____ Supplied records

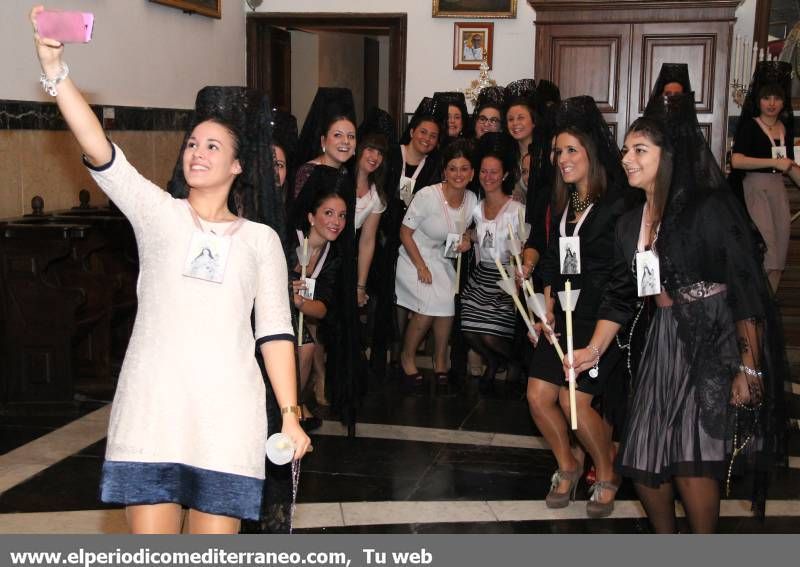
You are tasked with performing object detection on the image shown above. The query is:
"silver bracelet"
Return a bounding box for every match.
[586,344,600,378]
[39,61,69,96]
[739,364,764,378]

________

**Exercise directions**
Retype each of the rows above verbatim, omitting the pictures from your response.

**Task result**
You are tasked with performing object detection on the image shown above. The query is:
"silver bracelet"
Return a bounding box for every match.
[586,344,600,378]
[39,61,69,96]
[739,364,764,378]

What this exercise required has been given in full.